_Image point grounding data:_
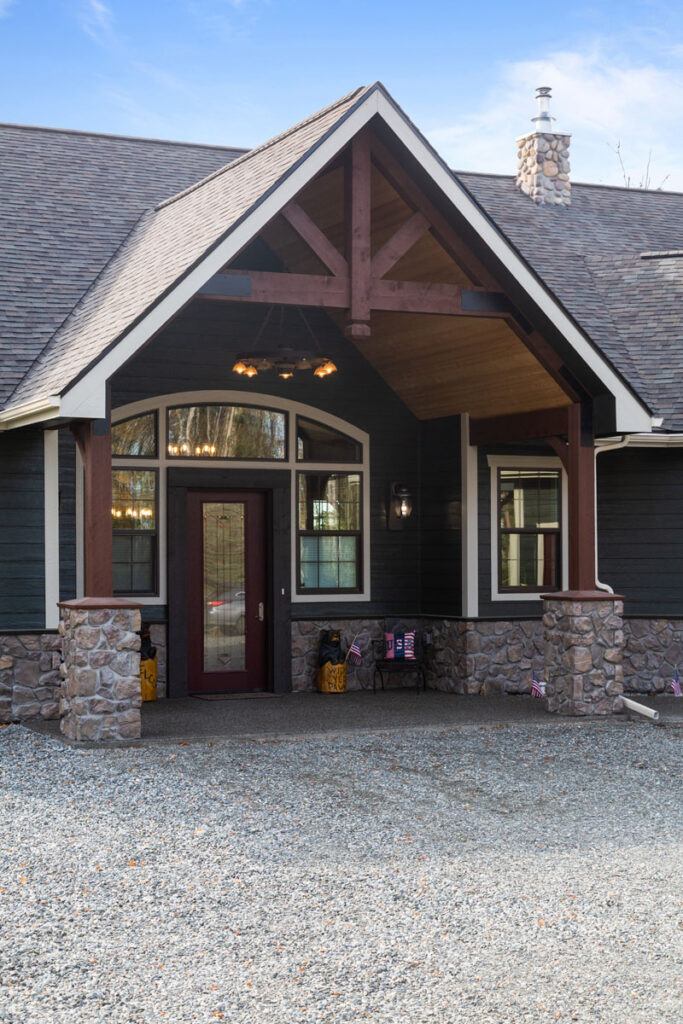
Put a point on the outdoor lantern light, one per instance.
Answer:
(399, 506)
(284, 358)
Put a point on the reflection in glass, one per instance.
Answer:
(136, 436)
(224, 594)
(317, 442)
(225, 432)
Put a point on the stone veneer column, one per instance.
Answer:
(100, 688)
(584, 650)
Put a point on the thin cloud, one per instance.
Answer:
(96, 19)
(601, 100)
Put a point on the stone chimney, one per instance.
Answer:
(543, 159)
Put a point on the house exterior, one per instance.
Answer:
(226, 377)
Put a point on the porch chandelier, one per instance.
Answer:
(284, 358)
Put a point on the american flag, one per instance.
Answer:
(538, 689)
(354, 653)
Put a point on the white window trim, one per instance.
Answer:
(497, 462)
(291, 409)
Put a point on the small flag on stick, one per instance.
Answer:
(538, 689)
(354, 654)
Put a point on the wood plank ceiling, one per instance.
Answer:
(438, 366)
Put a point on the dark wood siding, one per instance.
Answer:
(67, 515)
(439, 510)
(640, 528)
(197, 352)
(22, 530)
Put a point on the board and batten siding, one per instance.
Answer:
(197, 352)
(640, 528)
(22, 530)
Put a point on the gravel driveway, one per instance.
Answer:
(495, 875)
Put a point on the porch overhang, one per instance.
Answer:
(84, 396)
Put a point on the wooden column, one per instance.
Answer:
(581, 473)
(94, 441)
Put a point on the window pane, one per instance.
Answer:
(529, 499)
(133, 499)
(225, 432)
(529, 560)
(317, 442)
(136, 436)
(329, 502)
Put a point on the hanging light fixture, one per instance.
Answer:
(284, 359)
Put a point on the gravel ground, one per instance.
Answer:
(498, 875)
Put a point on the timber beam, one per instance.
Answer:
(543, 424)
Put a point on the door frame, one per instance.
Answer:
(275, 483)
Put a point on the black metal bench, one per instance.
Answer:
(390, 666)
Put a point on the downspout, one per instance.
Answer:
(624, 442)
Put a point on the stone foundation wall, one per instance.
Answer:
(30, 676)
(652, 649)
(484, 656)
(100, 690)
(584, 652)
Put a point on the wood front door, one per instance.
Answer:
(226, 592)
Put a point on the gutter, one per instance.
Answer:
(35, 411)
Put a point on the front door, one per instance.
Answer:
(226, 592)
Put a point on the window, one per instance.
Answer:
(317, 442)
(528, 529)
(136, 436)
(329, 532)
(226, 432)
(134, 523)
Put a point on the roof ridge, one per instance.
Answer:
(259, 148)
(126, 138)
(574, 184)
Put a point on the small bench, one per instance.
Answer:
(389, 666)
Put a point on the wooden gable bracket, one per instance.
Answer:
(357, 283)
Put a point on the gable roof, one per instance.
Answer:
(172, 249)
(599, 256)
(69, 201)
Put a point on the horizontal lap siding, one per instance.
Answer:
(440, 516)
(640, 528)
(197, 352)
(22, 530)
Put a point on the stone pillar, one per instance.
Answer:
(584, 648)
(100, 688)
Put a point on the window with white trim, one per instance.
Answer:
(528, 526)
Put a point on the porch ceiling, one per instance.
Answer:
(438, 366)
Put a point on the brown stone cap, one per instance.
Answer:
(582, 595)
(98, 602)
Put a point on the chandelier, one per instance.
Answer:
(284, 358)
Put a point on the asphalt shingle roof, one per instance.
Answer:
(69, 200)
(94, 228)
(590, 255)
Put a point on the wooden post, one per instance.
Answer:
(358, 203)
(581, 473)
(94, 441)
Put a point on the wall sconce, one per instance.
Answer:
(399, 507)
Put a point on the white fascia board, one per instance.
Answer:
(631, 414)
(87, 397)
(36, 411)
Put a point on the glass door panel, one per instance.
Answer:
(224, 636)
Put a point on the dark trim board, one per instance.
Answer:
(275, 483)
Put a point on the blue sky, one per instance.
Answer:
(237, 72)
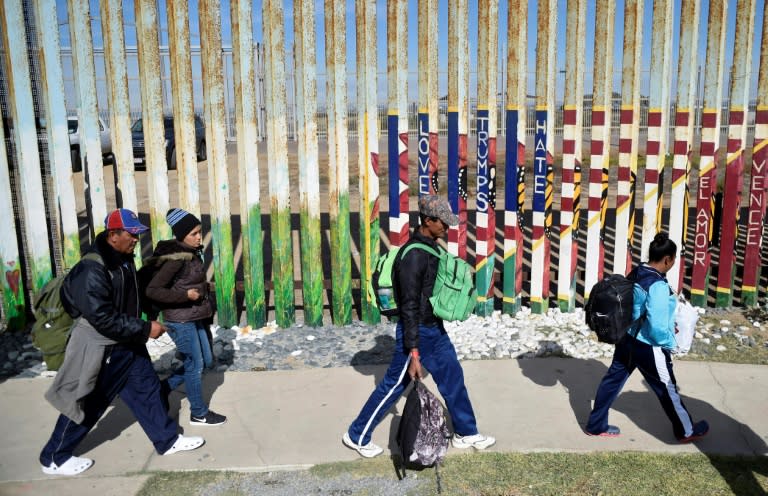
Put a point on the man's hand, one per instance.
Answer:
(157, 330)
(414, 368)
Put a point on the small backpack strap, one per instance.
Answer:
(422, 247)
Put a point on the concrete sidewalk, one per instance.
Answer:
(294, 419)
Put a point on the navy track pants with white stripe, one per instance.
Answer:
(655, 364)
(438, 356)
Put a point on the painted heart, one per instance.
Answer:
(13, 278)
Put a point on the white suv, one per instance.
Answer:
(74, 143)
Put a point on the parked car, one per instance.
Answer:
(137, 136)
(74, 143)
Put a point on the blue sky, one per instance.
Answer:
(443, 37)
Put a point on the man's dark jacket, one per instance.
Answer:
(414, 278)
(107, 295)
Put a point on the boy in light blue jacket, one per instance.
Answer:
(649, 349)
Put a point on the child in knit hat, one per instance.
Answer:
(180, 289)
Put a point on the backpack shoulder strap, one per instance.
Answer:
(92, 255)
(422, 247)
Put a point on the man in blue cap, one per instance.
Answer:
(106, 354)
(420, 338)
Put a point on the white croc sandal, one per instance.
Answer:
(75, 465)
(185, 443)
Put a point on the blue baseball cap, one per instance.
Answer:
(125, 220)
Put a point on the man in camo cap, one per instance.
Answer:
(420, 338)
(437, 208)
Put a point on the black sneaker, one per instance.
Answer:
(700, 429)
(210, 418)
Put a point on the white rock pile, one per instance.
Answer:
(526, 335)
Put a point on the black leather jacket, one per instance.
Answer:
(106, 295)
(413, 279)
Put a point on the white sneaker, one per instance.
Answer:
(75, 465)
(185, 443)
(477, 441)
(368, 451)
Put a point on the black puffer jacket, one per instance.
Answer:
(414, 278)
(106, 295)
(180, 269)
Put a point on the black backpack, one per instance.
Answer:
(422, 435)
(608, 311)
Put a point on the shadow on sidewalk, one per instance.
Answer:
(581, 378)
(120, 417)
(369, 362)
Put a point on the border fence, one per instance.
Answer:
(557, 192)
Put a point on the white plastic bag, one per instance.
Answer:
(686, 317)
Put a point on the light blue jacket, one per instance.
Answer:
(658, 303)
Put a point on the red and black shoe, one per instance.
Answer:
(611, 431)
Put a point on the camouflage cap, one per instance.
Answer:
(434, 206)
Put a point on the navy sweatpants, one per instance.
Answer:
(438, 356)
(130, 375)
(655, 364)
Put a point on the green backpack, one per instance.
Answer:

_PROBLEM TO WORK ON:_ Note each line of the entries that has "sneaker" in it, and copy those lines.

_EXPECTED ANSWER:_
Put a point on the black sneaker, one per instance.
Put a point on the white sneaker, one per instance.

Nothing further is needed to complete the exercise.